EXERCISE DETAILS :: Repeat each of the entries below word for word, leaving out the pictures.
* Begin *
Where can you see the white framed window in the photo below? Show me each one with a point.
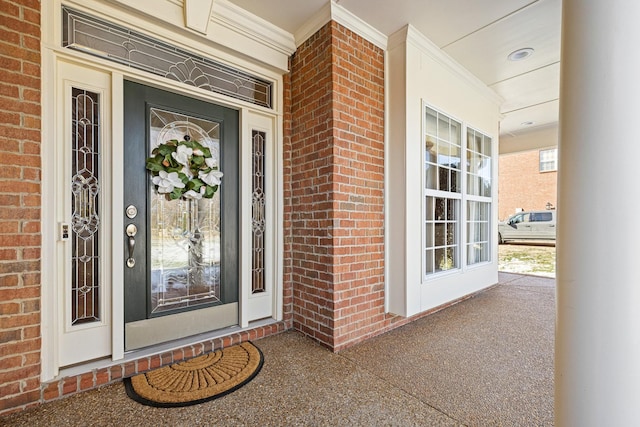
(442, 192)
(478, 194)
(449, 205)
(549, 160)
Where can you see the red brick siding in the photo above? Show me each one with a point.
(68, 386)
(337, 187)
(20, 241)
(311, 194)
(522, 185)
(287, 262)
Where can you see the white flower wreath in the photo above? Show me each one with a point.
(184, 169)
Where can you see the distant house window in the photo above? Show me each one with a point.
(549, 160)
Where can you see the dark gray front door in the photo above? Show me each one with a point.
(181, 256)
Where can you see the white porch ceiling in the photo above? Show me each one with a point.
(478, 34)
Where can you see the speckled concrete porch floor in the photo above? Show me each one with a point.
(487, 361)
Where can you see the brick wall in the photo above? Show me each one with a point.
(19, 203)
(337, 188)
(521, 185)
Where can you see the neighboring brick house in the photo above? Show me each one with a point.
(523, 185)
(329, 167)
(528, 172)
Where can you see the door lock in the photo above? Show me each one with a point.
(131, 231)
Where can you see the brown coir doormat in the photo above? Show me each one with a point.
(197, 380)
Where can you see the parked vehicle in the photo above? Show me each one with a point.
(529, 225)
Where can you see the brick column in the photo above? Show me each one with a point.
(337, 187)
(19, 204)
* End *
REPLY TO THE TASK ::
Where can you see the white framed window in the photo below? Show me each one with a point.
(442, 192)
(478, 194)
(449, 205)
(549, 160)
Where can you see the red brick siding in the photo above? Show me each one with a point.
(68, 386)
(337, 187)
(20, 241)
(311, 194)
(522, 185)
(287, 262)
Where can you see the white flower wreath in the photo above? Show me each one with a point.
(184, 169)
Where can you see the distant house window in the photo above? Show me each one with a point.
(549, 160)
Where can you see the dark gray front door in the photo above? Show me each one with a point.
(181, 256)
Where can you see the white porch ceiling in the photo above? Show me each one with a point.
(478, 34)
Where can you see the speckled concrete porch floor in the photo above? Show me each one with a point.
(487, 361)
Where can you see the brick wall in the photo above? Show me each one with a point.
(19, 203)
(337, 188)
(521, 185)
Where can you see the neighboring brick house in the photo above? Show me each one with a point.
(523, 185)
(329, 167)
(528, 172)
Where can you see the door lock in the photo above? Show me each one with a point.
(131, 231)
Where can you see the brown coir doormat in the photo above? Show me each one with a point.
(197, 380)
Where can you see the parked vehicle in the photo above? Show me each one with a point.
(529, 225)
Where can you see the brick column in the photo above? Show me each one with a point.
(337, 187)
(19, 204)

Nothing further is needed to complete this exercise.